GIVEN TEXT:
------------------------------------

Example: Dumps of Twitch data

This example is based on data capturing statistics and properties of popular Twitch channels. The setup is such that we have two data sets ‘of the same kind’ but from different points in time.

In other words, a ‘version’ of the data set represents a temporal notion. For example, version 1 might stem from end of March and version 2 from end of April. Moreover, we will assume that the first, version 1, has been vetted and approved with the help of manual investigation and domain knowledge. The second data set, version 2, has just been made available. We would like to use it but can’t be sure of its validity just yet. As a consequence we would like to assess the quality of the data in version 2.

In order to have a database Postgres instance to begin with, it might be useful to use our script, spinning up a dockerized Postgres database:

$ ./start_postgres.sh

The original data set can be found on kaggle. For the sake of this tutorial, we slightly process it and provide two versions of it. One can either recreate this by executing this processing script oneself on the original data or download our processed files ( version 1 and version 2) right away.

Once both version of the data exist, they can be uploaded to the tabase. We provide an uploading script creating and populating one table per version of the data in a Postgres database. It resembles the following:

address = os.environ.get("DB_ADDR", "localhost")
connection_string = f"postgresql://datajudge:datajudge@{address}:5432/datajudge"
engine = sa.create_engine(connection_string)
df_v2.to_sql("twitch_v2", engine, schema="public", if_exists="replace")
df_v1.to_sql("twitch_v1", engine, schema="public", if_exists="replace")

------------------------------------

ROWS:

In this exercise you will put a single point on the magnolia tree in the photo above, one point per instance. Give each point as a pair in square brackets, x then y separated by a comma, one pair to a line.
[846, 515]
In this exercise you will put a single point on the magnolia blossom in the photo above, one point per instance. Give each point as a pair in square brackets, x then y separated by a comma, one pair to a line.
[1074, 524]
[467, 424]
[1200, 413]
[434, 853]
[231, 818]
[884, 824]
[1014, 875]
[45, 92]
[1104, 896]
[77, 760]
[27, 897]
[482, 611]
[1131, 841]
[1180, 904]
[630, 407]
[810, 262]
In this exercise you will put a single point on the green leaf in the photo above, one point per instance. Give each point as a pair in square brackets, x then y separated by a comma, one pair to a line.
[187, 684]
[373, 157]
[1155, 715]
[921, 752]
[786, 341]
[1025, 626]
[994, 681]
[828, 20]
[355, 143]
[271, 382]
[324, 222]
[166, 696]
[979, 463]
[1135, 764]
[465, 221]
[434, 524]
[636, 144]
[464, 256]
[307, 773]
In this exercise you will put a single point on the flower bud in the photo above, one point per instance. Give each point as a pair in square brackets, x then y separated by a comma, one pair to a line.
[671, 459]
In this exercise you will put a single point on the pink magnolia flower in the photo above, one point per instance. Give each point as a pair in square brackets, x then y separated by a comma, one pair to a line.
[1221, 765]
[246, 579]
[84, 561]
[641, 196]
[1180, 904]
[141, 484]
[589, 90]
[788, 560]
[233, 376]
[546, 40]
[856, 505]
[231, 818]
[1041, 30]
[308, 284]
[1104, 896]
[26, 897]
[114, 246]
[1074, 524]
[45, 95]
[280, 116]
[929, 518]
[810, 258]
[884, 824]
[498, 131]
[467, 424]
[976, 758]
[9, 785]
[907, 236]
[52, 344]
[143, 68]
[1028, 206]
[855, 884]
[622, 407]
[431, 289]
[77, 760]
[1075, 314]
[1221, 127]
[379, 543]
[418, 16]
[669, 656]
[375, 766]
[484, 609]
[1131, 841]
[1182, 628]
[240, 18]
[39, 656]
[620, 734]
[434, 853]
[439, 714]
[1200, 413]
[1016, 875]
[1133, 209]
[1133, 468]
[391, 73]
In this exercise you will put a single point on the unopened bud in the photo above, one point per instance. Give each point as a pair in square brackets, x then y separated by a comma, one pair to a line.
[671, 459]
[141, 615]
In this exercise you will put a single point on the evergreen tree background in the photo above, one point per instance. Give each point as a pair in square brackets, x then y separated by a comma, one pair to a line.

------------------------------------

Quote the Twitch data tutorial word for word, from "Example: Dumps of" up to and including "points in time.".

Example: Dumps of Twitch data

This example is based on data capturing statistics and properties of popular Twitch channels. The setup is such that we have two data sets ‘of the same kind’ but from different points in time.